- Try it
All of the entries are to be written out again verbatim.

- Task material
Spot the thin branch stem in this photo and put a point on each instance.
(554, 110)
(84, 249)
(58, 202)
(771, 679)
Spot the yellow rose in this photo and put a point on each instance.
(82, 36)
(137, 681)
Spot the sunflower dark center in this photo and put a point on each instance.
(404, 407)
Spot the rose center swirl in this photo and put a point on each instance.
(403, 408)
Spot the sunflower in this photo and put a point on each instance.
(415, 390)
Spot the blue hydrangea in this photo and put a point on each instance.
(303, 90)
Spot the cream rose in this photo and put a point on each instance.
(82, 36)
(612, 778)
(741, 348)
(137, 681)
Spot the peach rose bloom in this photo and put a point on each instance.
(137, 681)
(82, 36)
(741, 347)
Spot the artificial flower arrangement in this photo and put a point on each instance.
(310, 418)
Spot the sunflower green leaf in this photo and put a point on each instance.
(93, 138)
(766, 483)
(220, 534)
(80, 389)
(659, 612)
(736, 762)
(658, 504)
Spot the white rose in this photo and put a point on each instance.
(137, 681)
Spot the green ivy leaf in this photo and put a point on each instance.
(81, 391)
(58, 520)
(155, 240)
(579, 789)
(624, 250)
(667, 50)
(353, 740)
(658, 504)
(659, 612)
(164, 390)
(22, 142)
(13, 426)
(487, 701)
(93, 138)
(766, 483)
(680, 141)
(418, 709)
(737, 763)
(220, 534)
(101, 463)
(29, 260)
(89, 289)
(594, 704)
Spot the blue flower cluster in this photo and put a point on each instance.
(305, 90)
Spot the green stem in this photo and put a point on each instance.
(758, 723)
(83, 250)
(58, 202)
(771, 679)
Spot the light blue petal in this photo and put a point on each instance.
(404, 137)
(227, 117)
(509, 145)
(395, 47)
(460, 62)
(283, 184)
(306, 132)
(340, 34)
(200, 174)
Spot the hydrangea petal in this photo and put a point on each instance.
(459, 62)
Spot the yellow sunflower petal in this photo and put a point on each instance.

- Exercise result
Spot the thin branch stem in this photo and put a point on each instance.
(554, 110)
(84, 249)
(58, 202)
(771, 679)
Spot the yellow rose in this photo and put a point on each instance.
(82, 36)
(137, 681)
Spot the sunflower dark center in this photo and put a point on each instance.
(404, 407)
Spot the rose center swirl in this photo and put a point on each instance.
(403, 408)
Spot the sunflower in this photo and put a point on each instance.
(415, 390)
Spot the blue hydrangea in this photo and put a point on each instance.
(303, 90)
Spot the cream rose in this photo and put a point on each instance.
(82, 36)
(612, 778)
(741, 348)
(137, 681)
Spot the peach rose bloom in this photo and put a point on each instance.
(137, 681)
(82, 36)
(741, 347)
Spot the artificial flower arrangement in this photo and put a point on each instance.
(310, 418)
Spot the sunflower green leaf in this photo and put a point on each instance.
(93, 138)
(766, 483)
(220, 534)
(80, 389)
(659, 612)
(736, 762)
(658, 504)
Spot the white rose in this photo and put a point on each instance.
(137, 681)
Spot the green ivy leaf in this photo and put a point on each instance.
(81, 391)
(58, 520)
(155, 240)
(579, 789)
(624, 250)
(667, 50)
(353, 740)
(658, 504)
(659, 612)
(164, 390)
(22, 142)
(13, 426)
(487, 701)
(93, 138)
(766, 483)
(680, 141)
(418, 709)
(737, 763)
(220, 534)
(101, 463)
(29, 260)
(89, 289)
(594, 704)
Spot the blue flower cluster in this photo and put a point on each instance.
(305, 90)
Spot the green stem in this photo and put a point on each instance.
(758, 723)
(83, 250)
(58, 202)
(771, 679)
Spot the light blue petal in this photo and put a point on each instance.
(404, 137)
(227, 117)
(509, 145)
(395, 47)
(460, 62)
(283, 184)
(306, 132)
(340, 34)
(200, 174)
Spot the hydrangea petal in this photo and put a point on each instance.
(459, 62)
Spot the yellow sunflower petal in this photo and put a point on each instance.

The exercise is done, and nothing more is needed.